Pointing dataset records
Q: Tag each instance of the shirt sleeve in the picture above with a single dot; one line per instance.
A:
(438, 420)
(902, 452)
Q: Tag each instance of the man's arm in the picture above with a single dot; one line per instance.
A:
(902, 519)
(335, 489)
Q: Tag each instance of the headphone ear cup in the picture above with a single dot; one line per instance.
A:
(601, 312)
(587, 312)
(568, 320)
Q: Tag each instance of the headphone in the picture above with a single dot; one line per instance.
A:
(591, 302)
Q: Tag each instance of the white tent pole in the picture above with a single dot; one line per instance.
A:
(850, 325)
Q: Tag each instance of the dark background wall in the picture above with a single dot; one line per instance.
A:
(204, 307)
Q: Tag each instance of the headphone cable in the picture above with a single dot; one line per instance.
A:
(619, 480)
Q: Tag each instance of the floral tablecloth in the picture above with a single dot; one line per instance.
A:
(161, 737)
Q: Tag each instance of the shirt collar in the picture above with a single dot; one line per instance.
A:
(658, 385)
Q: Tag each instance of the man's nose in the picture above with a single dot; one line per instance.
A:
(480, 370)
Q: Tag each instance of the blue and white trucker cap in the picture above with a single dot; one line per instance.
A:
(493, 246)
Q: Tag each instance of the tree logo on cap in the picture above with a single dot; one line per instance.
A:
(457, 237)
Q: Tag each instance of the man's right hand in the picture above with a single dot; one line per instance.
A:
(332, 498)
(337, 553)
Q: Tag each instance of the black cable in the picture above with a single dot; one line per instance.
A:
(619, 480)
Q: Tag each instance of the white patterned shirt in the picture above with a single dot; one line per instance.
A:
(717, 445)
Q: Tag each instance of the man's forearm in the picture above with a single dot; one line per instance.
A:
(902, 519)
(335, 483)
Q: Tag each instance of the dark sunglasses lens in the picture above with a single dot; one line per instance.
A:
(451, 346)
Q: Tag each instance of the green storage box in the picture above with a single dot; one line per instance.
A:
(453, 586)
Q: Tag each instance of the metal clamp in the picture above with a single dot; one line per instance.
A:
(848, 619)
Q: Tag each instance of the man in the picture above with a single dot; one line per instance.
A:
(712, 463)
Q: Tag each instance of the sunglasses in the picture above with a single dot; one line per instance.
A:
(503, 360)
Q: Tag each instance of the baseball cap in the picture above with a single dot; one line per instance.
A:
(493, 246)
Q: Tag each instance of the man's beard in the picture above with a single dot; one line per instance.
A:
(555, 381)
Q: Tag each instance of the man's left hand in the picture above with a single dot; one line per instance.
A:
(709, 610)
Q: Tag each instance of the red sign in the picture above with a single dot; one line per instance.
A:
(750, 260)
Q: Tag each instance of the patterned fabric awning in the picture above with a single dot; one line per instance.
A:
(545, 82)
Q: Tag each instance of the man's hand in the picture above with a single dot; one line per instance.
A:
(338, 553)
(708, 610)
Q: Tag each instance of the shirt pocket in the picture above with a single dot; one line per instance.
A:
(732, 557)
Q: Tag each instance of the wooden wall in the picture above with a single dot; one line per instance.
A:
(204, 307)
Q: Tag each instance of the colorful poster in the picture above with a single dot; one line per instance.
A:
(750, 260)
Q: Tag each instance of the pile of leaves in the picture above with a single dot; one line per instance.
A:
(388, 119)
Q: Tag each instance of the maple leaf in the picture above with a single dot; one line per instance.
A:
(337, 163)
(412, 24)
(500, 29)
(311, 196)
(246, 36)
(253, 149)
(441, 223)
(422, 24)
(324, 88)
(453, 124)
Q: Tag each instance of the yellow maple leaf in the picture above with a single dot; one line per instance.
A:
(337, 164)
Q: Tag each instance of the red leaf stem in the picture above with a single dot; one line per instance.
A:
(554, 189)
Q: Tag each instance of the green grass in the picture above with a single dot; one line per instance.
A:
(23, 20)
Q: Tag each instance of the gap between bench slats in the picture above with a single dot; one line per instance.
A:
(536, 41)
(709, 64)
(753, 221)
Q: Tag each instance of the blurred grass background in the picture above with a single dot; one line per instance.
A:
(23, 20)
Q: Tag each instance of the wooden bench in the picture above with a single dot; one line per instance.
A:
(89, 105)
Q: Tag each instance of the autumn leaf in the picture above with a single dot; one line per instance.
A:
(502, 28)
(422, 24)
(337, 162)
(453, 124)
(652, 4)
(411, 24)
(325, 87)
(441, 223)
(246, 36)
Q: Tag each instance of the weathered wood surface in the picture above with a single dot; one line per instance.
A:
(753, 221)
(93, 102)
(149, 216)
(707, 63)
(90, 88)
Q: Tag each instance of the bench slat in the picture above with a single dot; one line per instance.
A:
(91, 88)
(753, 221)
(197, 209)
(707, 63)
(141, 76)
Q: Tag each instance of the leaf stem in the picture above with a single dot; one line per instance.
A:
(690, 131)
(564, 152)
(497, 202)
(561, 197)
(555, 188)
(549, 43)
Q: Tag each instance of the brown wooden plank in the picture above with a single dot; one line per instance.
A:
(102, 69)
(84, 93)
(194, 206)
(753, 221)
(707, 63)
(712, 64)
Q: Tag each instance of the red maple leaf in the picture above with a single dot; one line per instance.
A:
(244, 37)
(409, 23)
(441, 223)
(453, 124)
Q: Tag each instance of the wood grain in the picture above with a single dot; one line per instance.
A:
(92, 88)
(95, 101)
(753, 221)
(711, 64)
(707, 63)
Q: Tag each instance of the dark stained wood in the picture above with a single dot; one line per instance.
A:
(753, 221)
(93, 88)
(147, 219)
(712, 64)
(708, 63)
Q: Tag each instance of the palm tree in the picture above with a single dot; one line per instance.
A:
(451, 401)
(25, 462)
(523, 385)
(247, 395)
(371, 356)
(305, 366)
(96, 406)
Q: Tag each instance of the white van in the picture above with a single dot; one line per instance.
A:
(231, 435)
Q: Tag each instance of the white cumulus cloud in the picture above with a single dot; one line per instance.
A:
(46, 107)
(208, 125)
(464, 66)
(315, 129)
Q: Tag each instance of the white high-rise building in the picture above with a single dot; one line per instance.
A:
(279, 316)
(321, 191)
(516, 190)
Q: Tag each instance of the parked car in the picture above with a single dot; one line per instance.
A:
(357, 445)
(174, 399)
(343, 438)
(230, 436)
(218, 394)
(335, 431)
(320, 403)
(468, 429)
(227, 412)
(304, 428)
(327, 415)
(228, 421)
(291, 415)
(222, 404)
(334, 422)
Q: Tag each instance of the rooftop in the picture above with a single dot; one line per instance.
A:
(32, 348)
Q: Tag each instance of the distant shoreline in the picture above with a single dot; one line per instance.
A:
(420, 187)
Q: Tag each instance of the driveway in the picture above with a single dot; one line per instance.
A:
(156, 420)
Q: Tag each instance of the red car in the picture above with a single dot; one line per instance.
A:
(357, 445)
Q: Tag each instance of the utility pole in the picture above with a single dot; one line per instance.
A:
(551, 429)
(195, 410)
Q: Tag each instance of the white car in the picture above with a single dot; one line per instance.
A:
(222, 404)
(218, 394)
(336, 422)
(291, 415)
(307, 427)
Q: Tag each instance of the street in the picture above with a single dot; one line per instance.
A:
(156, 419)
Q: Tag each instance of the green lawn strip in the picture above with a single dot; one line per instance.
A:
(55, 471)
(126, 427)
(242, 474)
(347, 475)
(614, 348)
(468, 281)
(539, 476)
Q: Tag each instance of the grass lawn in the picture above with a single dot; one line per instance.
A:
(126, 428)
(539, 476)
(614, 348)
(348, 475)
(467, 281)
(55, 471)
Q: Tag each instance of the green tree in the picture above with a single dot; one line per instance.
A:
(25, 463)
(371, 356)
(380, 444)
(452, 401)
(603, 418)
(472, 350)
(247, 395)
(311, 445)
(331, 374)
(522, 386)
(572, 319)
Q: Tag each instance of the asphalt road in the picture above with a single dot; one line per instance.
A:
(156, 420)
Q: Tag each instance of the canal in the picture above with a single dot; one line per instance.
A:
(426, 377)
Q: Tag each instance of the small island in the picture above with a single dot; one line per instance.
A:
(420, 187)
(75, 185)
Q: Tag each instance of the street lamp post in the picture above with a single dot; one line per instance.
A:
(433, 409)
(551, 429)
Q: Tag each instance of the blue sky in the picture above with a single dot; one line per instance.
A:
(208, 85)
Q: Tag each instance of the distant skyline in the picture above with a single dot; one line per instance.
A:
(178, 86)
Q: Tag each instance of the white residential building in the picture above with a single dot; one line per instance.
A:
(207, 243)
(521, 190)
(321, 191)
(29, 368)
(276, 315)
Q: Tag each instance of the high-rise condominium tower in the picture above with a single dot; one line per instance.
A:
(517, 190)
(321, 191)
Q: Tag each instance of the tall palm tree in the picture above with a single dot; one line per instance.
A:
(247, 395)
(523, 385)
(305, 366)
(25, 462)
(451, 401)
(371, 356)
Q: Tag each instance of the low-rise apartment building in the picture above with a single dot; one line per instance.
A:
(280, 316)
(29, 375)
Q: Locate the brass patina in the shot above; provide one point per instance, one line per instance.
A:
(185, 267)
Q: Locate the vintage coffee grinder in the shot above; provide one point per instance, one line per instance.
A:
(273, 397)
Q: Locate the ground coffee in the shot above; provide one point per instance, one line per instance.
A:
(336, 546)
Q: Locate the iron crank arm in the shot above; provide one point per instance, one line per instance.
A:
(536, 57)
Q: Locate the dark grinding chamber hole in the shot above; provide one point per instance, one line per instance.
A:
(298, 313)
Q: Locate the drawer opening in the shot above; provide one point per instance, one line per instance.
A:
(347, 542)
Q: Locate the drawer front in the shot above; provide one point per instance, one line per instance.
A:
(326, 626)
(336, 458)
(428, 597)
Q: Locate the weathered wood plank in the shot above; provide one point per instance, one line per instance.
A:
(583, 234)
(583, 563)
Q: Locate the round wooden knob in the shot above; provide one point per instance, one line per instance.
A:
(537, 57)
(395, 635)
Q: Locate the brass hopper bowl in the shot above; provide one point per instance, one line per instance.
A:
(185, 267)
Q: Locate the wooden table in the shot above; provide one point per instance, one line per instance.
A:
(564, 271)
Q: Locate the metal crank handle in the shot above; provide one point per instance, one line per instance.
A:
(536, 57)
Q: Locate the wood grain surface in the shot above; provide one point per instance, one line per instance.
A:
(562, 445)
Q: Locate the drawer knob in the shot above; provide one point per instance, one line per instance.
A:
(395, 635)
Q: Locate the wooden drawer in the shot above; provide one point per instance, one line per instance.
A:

→ **What to work on**
Beginning at the line that holds "Q: Locate the iron", reproduce each line of the records above down to and including the last one.

→ **Answer in full**
Q: Locate the iron crank arm in the shot above; provide one point per instance, one line per instance.
A:
(536, 57)
Q: Locate the dark grinding chamber hole in the shot above; provide one point per instance, one line per instance.
A:
(298, 313)
Q: Locate the drawer opening in the shot above; provide one point per instance, one line per instance.
A:
(347, 542)
Q: Locate the drawer front in the shot above; provide one point per instance, one line per instance.
A:
(326, 626)
(336, 458)
(428, 597)
Q: Locate the weathered wood plank in the shot above; provide one point per instance, one line per instance.
A:
(583, 234)
(583, 563)
Q: Locate the round wooden knob in the shot above; provide one point per instance, one line per instance.
A:
(537, 57)
(395, 635)
Q: Locate the brass hopper bowl in the shot above; provide one point per instance, one line per instance.
A:
(185, 267)
Q: Locate the wooden table in the shot above; provide one point per instance, one line per instance.
A:
(564, 271)
Q: Locate the metal crank handle in the shot above; provide one point per instance, one line per instance.
A:
(536, 57)
Q: Locate the wood grain surface in the shot above; provide one point per instance, one line per instance.
A:
(562, 445)
Q: Locate the drawer knob in the shot above; provide one point per instance, one line per instance.
A:
(395, 635)
Q: Locate the wooden drawer in the shot above; provide one point per instance, one line per instance.
A:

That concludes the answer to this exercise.